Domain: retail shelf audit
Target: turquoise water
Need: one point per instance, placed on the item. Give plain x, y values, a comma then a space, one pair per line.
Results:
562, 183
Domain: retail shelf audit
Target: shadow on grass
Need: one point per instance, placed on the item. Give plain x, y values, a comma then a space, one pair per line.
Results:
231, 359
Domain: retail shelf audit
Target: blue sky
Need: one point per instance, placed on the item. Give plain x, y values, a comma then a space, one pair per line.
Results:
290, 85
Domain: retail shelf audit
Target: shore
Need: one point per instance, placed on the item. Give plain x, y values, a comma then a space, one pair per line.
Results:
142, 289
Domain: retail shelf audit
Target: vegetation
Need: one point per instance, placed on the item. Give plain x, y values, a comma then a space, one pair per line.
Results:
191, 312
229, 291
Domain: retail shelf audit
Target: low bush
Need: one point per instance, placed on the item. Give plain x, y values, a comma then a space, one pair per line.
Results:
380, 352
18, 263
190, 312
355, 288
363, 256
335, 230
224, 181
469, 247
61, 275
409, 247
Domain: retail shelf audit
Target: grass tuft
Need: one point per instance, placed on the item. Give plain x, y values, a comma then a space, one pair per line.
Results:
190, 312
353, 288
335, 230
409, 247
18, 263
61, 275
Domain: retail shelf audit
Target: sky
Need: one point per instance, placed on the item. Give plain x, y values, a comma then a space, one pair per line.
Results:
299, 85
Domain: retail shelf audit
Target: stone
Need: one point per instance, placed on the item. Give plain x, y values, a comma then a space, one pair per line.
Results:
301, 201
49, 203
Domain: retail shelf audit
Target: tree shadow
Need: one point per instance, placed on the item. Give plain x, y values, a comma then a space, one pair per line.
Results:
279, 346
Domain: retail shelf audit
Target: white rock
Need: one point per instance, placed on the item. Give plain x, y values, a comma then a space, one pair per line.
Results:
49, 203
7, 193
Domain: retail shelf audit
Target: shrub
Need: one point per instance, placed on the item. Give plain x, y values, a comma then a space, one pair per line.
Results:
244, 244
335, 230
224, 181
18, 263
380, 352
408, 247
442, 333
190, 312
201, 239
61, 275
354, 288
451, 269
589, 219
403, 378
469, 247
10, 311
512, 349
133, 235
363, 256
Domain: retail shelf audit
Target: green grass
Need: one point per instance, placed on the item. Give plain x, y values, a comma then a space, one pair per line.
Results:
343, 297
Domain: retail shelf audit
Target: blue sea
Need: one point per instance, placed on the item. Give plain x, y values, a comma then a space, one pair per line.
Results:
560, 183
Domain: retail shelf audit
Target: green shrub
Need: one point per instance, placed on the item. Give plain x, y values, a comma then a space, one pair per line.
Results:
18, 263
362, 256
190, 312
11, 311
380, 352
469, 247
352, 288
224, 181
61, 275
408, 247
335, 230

☆ ☆ ☆ ☆ ☆

- REQUIREMENTS -
Make an exact copy of every entry.

- EXERCISE RESULT -
Domain: retail shelf audit
Target: turquoise water
Need: one point per instance, placed on the item. Give plain x, y values, a comma then a space, one pair per line.
Results:
562, 183
Domain: retail shelf audit
Target: shadow on grass
Need: one point per instance, placed on the item. Give plain x, y values, a comma then a space, one pair per line.
Results:
231, 359
Domain: retail shelf audit
Target: blue sky
Need: one point per instance, placed on the item. Give plain x, y values, a comma then a space, one pair per line.
Results:
290, 85
Domain: retail shelf audit
Target: shore
Need: one point per instance, placed on the item. Give plain x, y values, a comma then a space, one pair per line.
Results:
142, 289
Domain: retail shelf audit
Target: vegetation
Need: one point per instance, placed on the item. Give plain x, y values, a comma then a space, one pair per line.
Results:
191, 312
229, 291
Domain: retail shelf audit
Target: low bush
Need: one point per instance, placed on the item. Give plain x, y values, a comma then a space, one pair per line.
Results:
380, 352
18, 263
190, 312
355, 288
363, 256
335, 230
224, 181
469, 247
61, 275
409, 247
Domain: retail shelf audit
Target: grass tuft
Need: one point per instance, placed on the item. Give plain x, y values, a comma then a space, one pair per line.
Results:
190, 312
353, 288
335, 230
409, 247
18, 263
61, 275
Domain: retail shelf audit
Target: sky
Need: one point per instance, placed on the item. Give plain x, y values, a comma then a space, one pair per line.
Results:
299, 85
Domain: retail shelf audit
Target: stone
Need: one point per instance, placed on the item. Give plain x, y values, a comma then a space, one pair per line.
Results:
301, 201
49, 203
Domain: retail shelf audit
Target: tree shadow
Need: one point per instance, placed on the item. Give plain x, y values, a comma then a space, one pair per line.
Results:
279, 346
Domain: retail shelf audit
Target: white rock
Need: one point per instance, placed on the item. Give plain x, y values, a comma then a space, one pair per line.
Results:
49, 203
7, 193
Domain: retail shelf audit
Target: shrub
Need: one point per instance, placed on the item. Give plain x, y values, a comma then a space, one pair per line.
Results:
244, 244
335, 230
224, 181
18, 263
380, 352
408, 247
442, 333
190, 312
201, 239
61, 275
354, 288
451, 269
589, 219
403, 378
469, 247
10, 311
512, 349
133, 235
363, 256
Domain: retail shelf audit
Target: green grass
Need: one point per instance, placed on the item. Give plain x, y values, a comma then a space, one pair per line.
Results:
343, 297
Domain: retail shelf audit
Target: blue sea
Need: one point per instance, placed on the item. Give plain x, y values, a comma then a space, one pair per line.
Results:
560, 183
Domain: retail shelf audit
Target: green shrub
Need: one point per instance, placed on the item. Give plain x, y values, a comma then a space, one pair per line.
Results:
18, 263
362, 256
190, 312
11, 311
380, 352
469, 247
352, 288
224, 181
61, 275
408, 247
335, 230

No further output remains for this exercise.